* Problem to work on *
Put the data into a two-column CSV with the columns "instruction" and "output", one row per task, each field quoted and with line breaks replaced by spaces. Begin at the start of the data and stop after the line that contains "453L390 460L367 470L267".

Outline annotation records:
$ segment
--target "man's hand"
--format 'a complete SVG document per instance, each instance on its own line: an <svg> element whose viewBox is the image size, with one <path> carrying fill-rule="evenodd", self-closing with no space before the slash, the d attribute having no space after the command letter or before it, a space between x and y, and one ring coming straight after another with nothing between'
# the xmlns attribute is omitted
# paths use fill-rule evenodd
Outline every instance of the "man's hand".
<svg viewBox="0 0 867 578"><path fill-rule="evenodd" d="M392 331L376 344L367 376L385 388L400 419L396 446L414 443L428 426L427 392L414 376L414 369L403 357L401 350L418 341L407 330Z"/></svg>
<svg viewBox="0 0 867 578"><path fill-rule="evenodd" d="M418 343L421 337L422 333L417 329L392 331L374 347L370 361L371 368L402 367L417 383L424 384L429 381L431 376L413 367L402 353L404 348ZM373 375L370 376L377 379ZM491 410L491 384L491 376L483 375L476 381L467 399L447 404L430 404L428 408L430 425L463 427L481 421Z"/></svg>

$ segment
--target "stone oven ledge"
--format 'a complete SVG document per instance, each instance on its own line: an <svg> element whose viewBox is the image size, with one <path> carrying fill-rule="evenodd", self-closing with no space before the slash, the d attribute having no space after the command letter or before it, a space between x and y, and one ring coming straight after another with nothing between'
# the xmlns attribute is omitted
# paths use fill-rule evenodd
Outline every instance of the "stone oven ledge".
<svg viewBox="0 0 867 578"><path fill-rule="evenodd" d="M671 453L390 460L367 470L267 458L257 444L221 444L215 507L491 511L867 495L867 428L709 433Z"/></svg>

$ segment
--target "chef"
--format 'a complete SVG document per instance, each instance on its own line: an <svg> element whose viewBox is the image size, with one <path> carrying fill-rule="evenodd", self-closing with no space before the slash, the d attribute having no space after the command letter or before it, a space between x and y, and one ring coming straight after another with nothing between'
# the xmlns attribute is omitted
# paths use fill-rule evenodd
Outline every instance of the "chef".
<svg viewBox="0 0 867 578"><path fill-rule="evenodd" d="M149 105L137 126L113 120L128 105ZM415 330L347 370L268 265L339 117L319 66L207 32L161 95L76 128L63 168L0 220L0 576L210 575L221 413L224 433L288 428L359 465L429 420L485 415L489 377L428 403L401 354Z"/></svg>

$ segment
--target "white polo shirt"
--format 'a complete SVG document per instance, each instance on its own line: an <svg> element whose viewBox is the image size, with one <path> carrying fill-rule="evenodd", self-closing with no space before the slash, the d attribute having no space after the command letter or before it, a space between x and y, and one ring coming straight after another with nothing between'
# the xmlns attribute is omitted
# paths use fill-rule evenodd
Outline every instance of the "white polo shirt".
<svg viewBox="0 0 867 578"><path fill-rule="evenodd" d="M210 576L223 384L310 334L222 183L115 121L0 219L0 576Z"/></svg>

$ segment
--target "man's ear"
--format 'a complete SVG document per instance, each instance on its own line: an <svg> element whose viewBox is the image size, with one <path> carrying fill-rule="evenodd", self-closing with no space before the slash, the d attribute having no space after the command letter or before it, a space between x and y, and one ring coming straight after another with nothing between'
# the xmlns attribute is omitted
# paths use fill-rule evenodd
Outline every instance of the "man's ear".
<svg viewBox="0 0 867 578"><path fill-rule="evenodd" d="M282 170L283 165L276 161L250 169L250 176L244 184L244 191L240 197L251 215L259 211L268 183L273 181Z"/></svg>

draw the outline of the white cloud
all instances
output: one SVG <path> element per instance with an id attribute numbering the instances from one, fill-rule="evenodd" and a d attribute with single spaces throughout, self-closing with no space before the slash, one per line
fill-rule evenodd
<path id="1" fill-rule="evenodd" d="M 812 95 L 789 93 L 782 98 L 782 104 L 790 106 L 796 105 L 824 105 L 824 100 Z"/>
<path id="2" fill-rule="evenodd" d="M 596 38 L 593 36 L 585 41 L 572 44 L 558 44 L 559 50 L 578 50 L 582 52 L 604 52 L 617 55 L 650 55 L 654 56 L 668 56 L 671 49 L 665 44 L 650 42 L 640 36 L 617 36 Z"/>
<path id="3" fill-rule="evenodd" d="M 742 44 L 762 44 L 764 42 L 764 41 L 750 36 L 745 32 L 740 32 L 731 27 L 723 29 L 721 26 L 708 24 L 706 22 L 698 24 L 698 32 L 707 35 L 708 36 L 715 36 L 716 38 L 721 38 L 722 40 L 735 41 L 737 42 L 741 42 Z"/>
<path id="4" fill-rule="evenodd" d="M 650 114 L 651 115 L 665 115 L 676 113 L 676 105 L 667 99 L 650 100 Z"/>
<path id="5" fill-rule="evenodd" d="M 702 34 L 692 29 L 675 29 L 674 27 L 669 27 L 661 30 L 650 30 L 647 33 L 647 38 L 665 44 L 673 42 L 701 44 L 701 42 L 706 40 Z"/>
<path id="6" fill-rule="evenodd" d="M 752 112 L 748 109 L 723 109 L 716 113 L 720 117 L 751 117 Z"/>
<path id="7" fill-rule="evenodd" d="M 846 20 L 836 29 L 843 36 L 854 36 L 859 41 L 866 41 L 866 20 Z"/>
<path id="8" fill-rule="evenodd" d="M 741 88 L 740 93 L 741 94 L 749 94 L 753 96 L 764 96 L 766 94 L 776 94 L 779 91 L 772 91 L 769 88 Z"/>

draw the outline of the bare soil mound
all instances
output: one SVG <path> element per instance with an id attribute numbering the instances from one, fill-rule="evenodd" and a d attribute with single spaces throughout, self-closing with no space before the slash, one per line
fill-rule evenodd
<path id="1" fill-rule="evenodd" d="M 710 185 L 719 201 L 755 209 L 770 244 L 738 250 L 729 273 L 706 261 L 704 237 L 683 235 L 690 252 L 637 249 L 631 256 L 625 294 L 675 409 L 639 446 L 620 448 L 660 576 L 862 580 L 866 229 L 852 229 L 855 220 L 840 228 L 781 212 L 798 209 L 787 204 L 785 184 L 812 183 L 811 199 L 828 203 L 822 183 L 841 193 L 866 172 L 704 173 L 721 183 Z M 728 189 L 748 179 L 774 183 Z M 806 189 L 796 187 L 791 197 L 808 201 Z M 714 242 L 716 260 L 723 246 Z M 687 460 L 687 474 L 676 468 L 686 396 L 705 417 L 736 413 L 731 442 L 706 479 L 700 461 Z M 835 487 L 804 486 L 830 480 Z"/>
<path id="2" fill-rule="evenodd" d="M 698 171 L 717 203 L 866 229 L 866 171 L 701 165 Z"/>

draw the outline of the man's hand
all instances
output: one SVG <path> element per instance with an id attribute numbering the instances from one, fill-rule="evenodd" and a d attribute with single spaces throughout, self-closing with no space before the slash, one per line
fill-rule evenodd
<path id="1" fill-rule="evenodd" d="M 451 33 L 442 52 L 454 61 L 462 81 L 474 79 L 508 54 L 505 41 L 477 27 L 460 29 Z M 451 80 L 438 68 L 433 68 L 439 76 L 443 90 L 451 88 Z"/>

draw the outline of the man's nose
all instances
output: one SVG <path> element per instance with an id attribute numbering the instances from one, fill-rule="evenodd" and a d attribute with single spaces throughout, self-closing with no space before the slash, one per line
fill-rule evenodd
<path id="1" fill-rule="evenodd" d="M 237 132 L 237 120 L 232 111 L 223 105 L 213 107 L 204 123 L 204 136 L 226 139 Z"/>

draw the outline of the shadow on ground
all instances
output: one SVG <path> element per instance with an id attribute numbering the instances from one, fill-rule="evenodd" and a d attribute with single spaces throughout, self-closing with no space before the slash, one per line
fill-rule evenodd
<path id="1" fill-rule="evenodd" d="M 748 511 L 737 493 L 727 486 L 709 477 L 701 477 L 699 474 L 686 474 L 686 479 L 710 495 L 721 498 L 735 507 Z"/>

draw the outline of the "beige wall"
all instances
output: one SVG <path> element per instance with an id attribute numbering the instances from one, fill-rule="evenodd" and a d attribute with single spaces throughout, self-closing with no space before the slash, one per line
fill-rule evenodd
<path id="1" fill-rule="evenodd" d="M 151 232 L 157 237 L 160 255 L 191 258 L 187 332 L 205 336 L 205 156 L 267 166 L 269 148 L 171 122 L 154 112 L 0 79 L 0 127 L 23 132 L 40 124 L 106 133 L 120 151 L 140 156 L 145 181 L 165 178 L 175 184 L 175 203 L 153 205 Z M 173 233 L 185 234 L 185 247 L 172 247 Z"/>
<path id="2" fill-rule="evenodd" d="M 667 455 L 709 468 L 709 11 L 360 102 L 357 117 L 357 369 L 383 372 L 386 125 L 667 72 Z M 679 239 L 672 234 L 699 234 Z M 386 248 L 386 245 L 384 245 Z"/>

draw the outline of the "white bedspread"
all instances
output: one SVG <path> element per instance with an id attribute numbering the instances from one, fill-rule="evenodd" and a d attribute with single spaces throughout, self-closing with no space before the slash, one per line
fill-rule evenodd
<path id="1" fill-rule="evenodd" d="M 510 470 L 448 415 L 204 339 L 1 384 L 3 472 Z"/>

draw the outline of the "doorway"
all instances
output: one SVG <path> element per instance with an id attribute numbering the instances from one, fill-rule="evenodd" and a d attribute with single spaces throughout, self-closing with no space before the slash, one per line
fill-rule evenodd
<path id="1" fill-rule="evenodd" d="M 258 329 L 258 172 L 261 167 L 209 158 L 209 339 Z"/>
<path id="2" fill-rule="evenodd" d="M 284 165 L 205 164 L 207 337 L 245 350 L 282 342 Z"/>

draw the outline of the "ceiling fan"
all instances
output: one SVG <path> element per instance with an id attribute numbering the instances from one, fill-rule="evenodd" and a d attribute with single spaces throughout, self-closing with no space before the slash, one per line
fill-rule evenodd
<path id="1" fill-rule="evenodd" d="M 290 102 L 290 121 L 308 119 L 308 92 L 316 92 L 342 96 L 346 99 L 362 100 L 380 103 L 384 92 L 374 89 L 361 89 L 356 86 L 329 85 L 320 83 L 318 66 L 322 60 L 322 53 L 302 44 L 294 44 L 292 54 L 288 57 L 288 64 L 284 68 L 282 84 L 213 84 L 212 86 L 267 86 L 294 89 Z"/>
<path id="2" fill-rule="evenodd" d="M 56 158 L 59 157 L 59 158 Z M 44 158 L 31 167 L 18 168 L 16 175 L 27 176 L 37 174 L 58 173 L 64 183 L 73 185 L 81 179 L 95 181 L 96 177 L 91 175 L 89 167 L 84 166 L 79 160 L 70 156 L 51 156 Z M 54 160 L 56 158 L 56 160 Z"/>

* Solved problem *
instruction,output
"$ segment --target ""man's hand"" --format 'a complete SVG document per instance, each instance on its own line: an <svg> element whose viewBox is the image size, with one <path> carrying fill-rule=""evenodd"", self-closing with no space before the slash, the d attribute having no space after the command letter or before it, a space between x and y, and one ring coming straight after another with nothing between' # the xmlns attribute is omitted # paths use fill-rule evenodd Outline every instance of the ""man's hand"".","<svg viewBox=""0 0 867 578""><path fill-rule=""evenodd"" d=""M392 331L376 344L367 376L385 388L400 419L396 446L414 443L428 426L427 392L414 376L414 369L403 357L401 350L418 341L407 330Z""/></svg> <svg viewBox=""0 0 867 578""><path fill-rule=""evenodd"" d=""M418 343L421 337L422 333L417 329L392 331L374 347L370 361L371 368L402 367L417 383L424 384L429 381L431 376L413 367L402 353L404 348ZM373 375L370 376L377 379ZM491 410L491 384L491 376L483 375L476 381L467 399L447 404L430 404L428 408L430 425L463 427L481 421Z""/></svg>"
"$ segment --target ""stone oven ledge"" --format 'a complete SVG document per instance, each instance on its own line: an <svg> element whose viewBox is the image size, with one <path> carrying fill-rule=""evenodd"", self-closing with no space before the slash, the d attribute having no space after the command letter or before it, a space between x and y, and one ring coming straight after another with nothing between' # the xmlns attribute is omitted # paths use fill-rule evenodd Outline every instance of the ""stone oven ledge"".","<svg viewBox=""0 0 867 578""><path fill-rule=""evenodd"" d=""M671 453L390 460L367 470L267 458L257 444L221 444L215 507L491 511L867 495L867 428L709 433Z""/></svg>"